- **Instructions to follow**
Reproduce the listing below exactly, minus its pictures.
----------------
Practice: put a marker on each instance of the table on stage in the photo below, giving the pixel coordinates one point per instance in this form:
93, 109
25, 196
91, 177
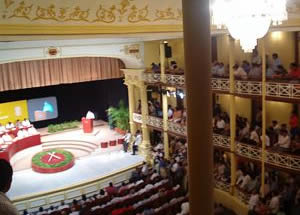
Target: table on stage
19, 145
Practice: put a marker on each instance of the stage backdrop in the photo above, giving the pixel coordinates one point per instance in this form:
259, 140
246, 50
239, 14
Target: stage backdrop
74, 100
39, 73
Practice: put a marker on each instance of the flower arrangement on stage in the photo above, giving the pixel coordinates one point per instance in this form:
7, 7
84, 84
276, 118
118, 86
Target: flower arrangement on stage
63, 126
52, 161
119, 116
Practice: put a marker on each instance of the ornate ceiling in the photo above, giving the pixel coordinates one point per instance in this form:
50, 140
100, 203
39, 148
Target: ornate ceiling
36, 17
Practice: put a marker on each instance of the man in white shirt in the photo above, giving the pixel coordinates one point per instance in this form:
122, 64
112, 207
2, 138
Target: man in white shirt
127, 139
2, 129
256, 59
137, 142
7, 138
26, 123
32, 131
284, 141
239, 72
276, 62
90, 115
6, 206
9, 126
254, 135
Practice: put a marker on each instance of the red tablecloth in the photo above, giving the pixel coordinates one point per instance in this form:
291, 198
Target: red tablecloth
20, 145
14, 132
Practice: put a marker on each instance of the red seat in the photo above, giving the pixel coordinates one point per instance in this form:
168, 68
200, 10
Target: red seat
112, 143
120, 141
104, 144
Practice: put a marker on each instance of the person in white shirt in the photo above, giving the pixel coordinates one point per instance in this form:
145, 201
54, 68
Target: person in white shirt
137, 142
90, 115
32, 131
26, 123
239, 72
127, 139
63, 206
256, 59
2, 129
7, 138
20, 134
9, 126
276, 62
221, 70
254, 135
274, 203
253, 201
284, 141
170, 112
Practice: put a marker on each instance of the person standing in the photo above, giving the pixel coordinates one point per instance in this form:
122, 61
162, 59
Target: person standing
137, 142
6, 206
127, 138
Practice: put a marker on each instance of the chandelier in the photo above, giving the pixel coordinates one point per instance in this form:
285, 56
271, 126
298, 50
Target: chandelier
248, 20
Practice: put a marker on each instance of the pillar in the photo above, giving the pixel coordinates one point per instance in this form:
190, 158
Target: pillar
232, 115
164, 100
162, 61
131, 101
145, 147
263, 117
197, 45
165, 126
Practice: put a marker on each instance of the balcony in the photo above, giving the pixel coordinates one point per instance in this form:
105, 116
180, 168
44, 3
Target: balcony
221, 185
274, 89
221, 141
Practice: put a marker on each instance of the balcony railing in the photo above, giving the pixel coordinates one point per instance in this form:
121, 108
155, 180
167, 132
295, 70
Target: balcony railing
221, 185
152, 77
248, 151
244, 197
220, 84
248, 87
137, 118
177, 128
283, 90
283, 160
155, 122
221, 141
175, 80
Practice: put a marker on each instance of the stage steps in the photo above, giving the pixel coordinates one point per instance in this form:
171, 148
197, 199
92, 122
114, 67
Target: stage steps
70, 144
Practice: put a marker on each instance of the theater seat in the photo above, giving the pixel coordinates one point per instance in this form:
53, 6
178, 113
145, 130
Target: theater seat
104, 144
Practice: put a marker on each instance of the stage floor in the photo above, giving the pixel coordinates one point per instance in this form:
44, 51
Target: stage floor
27, 182
91, 161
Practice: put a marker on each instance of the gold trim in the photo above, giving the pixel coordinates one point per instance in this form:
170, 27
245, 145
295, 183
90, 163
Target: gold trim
85, 29
77, 185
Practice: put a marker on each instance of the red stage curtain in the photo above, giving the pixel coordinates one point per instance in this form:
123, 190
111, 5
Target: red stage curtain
39, 73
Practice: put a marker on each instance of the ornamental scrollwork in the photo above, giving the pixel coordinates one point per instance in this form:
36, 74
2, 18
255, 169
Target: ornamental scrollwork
106, 15
138, 15
22, 11
46, 13
78, 15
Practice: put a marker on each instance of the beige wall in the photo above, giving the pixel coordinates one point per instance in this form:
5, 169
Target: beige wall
152, 52
279, 111
279, 42
243, 105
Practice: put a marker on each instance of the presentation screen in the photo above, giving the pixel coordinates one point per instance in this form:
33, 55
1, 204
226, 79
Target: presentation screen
13, 111
42, 109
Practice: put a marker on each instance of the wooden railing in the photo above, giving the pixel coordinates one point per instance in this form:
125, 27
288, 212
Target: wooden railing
221, 141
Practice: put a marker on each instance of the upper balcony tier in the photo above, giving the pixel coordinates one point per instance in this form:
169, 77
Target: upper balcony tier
271, 157
274, 89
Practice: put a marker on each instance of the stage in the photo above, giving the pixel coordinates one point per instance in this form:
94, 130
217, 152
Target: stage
91, 162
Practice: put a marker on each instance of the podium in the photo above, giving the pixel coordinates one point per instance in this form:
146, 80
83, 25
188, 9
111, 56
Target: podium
87, 125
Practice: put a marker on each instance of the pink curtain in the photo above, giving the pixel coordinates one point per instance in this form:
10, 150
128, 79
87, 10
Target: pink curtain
38, 73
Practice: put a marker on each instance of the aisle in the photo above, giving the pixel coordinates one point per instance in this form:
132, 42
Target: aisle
28, 182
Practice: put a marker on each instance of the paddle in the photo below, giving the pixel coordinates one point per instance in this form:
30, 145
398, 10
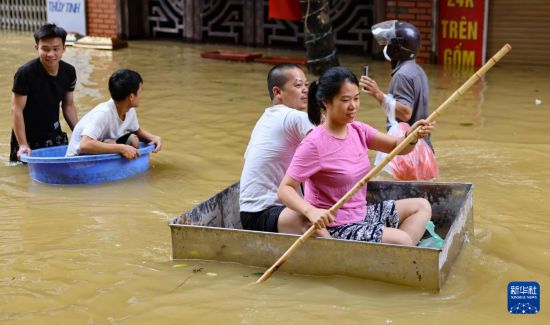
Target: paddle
412, 135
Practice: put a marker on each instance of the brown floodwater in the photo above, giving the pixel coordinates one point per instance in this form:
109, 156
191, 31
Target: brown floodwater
101, 254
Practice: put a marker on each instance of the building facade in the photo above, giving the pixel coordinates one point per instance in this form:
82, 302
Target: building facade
246, 22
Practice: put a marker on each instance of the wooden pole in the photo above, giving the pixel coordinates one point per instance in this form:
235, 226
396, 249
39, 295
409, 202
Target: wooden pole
373, 172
----------------
- **Correct answer**
Practice: put a marker on each instance of the table on stage in the photo below, giving the pixel coordinates one point per instance in this form:
93, 109
25, 196
91, 177
Target: table on stage
19, 145
Practice: put a marker on each instance of the stage backdrop in the photo above, giving the pixel coordinates one point per instance in this form:
259, 140
246, 50
239, 14
Target: stage backdrop
74, 100
39, 73
Practice: put a marker on each instance of the flower arrangement on stage in the photo above, giving the pixel coordinates one point per instance in this form:
7, 7
84, 84
276, 118
118, 86
Target: flower arrangement on stage
63, 126
52, 161
119, 116
Practice: put a marker on each instance of the ornate ceiling in the photo above, giving the pixel coordinates one point per instance in this form:
50, 140
100, 203
39, 148
Target: ornate ceiling
36, 17
Practice: put a marker on each instance of the man in white shirt in the photo above, giving the pixel coordinates one point per instance in this form:
122, 64
112, 207
2, 138
Target: man in white shirt
127, 139
2, 129
256, 59
137, 142
7, 138
26, 123
32, 131
284, 141
239, 72
276, 62
90, 115
6, 206
9, 126
254, 135
Practice: put a marker on each instance of the red tablecloth in the photo above, giving the pixel coordinates one point per instance in this form:
291, 198
Target: red tablecloth
20, 145
14, 132
Practice: put a marker on each instance of the red seat in the photo above, giving the pixel coordinates one point per instance in this form:
168, 68
200, 10
Target: red seat
112, 143
120, 141
104, 144
Practice: put a marker on each instance of the person in white shirt in the photo above, giving the pixel coordinates one point per instance in this form:
145, 201
54, 68
Target: person in white shirt
137, 142
90, 115
32, 131
26, 123
239, 72
127, 139
63, 206
256, 59
2, 129
7, 138
20, 134
9, 126
276, 62
221, 70
254, 135
274, 203
253, 201
284, 141
170, 112
Practice: put a marker on each instance of the person standing in the photo above, giving the pixel coordinates one point per instance in this form:
122, 61
162, 59
Target: person standing
137, 142
6, 206
127, 138
Practice: put a marker on each instance of the chandelier in the photo above, giving the pixel coordinates one point per instance in this form:
285, 56
271, 126
298, 50
Target: chandelier
248, 20
Practice: put a marker on each instance of the pillar in the photo above, giving the pixel coordinates one point per instance in this form:
190, 158
Target: pillar
232, 115
164, 100
162, 61
131, 101
145, 147
263, 117
197, 45
165, 126
Practice: put a marker on each instance of the balcony in the photo above, giving the pixel coordinates one point per instance in this form:
105, 116
180, 168
44, 3
Target: balcony
221, 185
274, 89
221, 141
Practice: put a marker on each instance of the balcony railing in the photo above, giving the pixel coordinates one point per instance in this form:
121, 108
155, 180
167, 132
295, 70
Target: balcony railing
221, 185
152, 77
248, 151
244, 197
220, 84
248, 87
137, 118
177, 128
283, 90
283, 160
155, 122
221, 141
175, 80
Practice: put a marker on each instance of the stage steps in the photo above, giving the pixel coordinates one point per instance in this form:
171, 148
197, 199
92, 122
114, 67
Target: stage steps
70, 144
Practice: put a marker on each instance of the theater seat in the photo above, giving the pixel coordinates one point per instance in this form:
53, 6
178, 113
145, 130
Target: theater seat
104, 144
Practice: put a marker on each instance of the stage floor in the photo above, giving the pixel coordinates one point per instance in this form:
44, 51
Target: stage floor
27, 182
91, 161
Practice: put a marker on each instance of the gold trim in the photo above, giving the pixel coordinates one point per instance in this form:
170, 27
245, 145
295, 183
90, 163
Target: gold trim
85, 29
77, 185
Practice: put a marker on each instance of the red stage curtain in the photo above, giving the pixel coordinates one point per instance in this form:
123, 190
111, 5
Target: red stage curtain
39, 73
Practice: put a marker on each instance of the ornamental scrollwork in the photo above, giving the pixel coordinates one point per instance in this form:
36, 74
2, 18
255, 169
Target: ornamental scrollwork
106, 15
138, 15
22, 11
46, 13
78, 15
Practice: put a marker on each instance of the beige wall in the photo above, giving the pixel coordinates one point per instance in this form:
5, 169
Target: beige wall
152, 52
279, 111
279, 42
243, 105
Practice: put a marker on each instance of the presentation screen in the photo above, giving the pixel coordinates one point per instance in this form:
33, 55
1, 204
226, 79
Target: presentation screen
13, 111
42, 109
Practice: put a marker on each instance of the wooden railing in the photo above, giving the pixel coordinates one point per instance in this form:
125, 27
288, 212
Target: wooden railing
221, 141
Practice: put a marker on each instance of the upper balcony tier in the photo above, giving the pixel coordinates one point per instance in this form:
169, 77
Target: upper balcony tier
271, 157
274, 89
Practice: put a marker on each instance of the stage in the photo above, giving the pixel coordinates one point per instance in this form:
94, 130
217, 152
Target: stage
91, 162
Practice: put a marker on each instance of the podium in the photo above, giving the pixel coordinates one point per instance in this form:
146, 80
83, 25
188, 9
111, 56
Target: podium
87, 125
Practice: put a marker on each instance of the pink curtain in the photo above, giving the pixel coordinates one point per instance in this form:
10, 150
128, 79
87, 10
Target: pink curtain
38, 73
Practice: put a marker on each instance of the aisle in the photo above, giving the pixel coordinates one point per instance in this form:
132, 42
Target: aisle
28, 182
Practice: put a marker on each instance of the paddle in the photo below, giving the pixel coordinates one point per instance in this form:
30, 145
398, 10
Target: paddle
412, 135
Practice: put a marker on each instance of the brown floodwater in the photo above, giving the pixel coordinates one point per instance in this form:
109, 156
191, 31
Target: brown floodwater
101, 254
Practice: put a marker on each instance of the building facade in the photo above, giving the pixel coordinates one point per instance in this form:
82, 302
Target: building facade
246, 22
Practice: put a marker on each instance of the wooden pole in the photo above, giving the pixel coordinates one point per instance in this form:
235, 226
396, 249
39, 295
409, 202
Target: wooden pole
373, 172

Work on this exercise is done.